EXERCISE REQUIREMENTS: Return, unchanged and in full, every row below that contains the string "sink".

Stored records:

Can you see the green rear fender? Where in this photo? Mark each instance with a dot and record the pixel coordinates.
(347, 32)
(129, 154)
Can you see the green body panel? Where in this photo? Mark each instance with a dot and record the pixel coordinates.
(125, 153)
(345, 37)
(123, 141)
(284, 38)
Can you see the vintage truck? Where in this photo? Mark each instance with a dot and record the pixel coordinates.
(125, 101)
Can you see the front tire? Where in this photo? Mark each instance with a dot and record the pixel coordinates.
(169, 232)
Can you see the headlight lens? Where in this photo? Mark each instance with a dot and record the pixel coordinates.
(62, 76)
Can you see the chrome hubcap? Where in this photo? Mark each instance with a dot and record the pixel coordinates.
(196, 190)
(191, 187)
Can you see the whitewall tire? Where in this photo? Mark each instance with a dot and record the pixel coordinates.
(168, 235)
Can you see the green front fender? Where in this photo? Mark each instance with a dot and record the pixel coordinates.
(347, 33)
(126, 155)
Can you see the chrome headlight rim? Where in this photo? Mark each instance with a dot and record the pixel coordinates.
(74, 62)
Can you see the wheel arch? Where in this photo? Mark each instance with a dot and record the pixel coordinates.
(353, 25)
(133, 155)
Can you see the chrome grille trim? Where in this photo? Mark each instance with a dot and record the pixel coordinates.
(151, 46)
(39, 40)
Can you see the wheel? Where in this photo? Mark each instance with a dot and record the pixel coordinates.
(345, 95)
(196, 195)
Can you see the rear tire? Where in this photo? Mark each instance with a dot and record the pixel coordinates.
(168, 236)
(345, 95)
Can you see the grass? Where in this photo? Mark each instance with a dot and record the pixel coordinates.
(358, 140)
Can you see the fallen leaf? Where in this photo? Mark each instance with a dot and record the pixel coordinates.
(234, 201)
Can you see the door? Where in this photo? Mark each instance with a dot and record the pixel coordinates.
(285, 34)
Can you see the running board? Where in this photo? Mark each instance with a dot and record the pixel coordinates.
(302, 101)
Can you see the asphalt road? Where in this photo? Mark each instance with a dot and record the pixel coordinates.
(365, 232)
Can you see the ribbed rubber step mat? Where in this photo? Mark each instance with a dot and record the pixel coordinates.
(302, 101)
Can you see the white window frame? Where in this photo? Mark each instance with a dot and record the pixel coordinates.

==

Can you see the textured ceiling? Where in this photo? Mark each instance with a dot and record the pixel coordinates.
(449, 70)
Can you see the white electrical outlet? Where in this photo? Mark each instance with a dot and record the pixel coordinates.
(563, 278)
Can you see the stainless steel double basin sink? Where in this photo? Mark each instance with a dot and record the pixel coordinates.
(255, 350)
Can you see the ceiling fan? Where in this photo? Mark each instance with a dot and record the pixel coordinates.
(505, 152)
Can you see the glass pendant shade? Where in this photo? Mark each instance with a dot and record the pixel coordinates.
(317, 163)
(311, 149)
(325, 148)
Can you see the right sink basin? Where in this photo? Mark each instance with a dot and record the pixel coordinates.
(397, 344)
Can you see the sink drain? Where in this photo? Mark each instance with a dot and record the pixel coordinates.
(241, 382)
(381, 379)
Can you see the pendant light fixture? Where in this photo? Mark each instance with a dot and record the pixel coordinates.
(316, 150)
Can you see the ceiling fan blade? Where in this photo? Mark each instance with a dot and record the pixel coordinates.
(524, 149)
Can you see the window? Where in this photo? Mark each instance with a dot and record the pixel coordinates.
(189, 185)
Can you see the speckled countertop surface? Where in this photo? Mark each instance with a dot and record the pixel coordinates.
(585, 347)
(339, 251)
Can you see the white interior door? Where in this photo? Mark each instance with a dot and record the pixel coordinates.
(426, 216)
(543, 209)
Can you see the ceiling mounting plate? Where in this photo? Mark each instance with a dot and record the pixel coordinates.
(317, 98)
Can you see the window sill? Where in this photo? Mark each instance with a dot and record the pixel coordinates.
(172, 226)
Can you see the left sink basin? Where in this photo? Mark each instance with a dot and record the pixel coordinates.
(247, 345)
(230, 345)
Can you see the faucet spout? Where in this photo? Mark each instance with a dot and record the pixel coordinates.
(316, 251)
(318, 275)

RESPONSE TO THIS TASK:
Can you see the stainless steel double basin sink? Where in this photo? Mark each instance with a dot and record the pixel coordinates.
Can you see the right sink basin? Where in this photo? Mark each instance with a dot and record the pixel coordinates.
Can you see the sink drain? Where in this photo? Mark each instance with a dot and record the pixel coordinates.
Can you see the left sink basin? Where in this photo? Mark each instance with a dot and record the pixel coordinates.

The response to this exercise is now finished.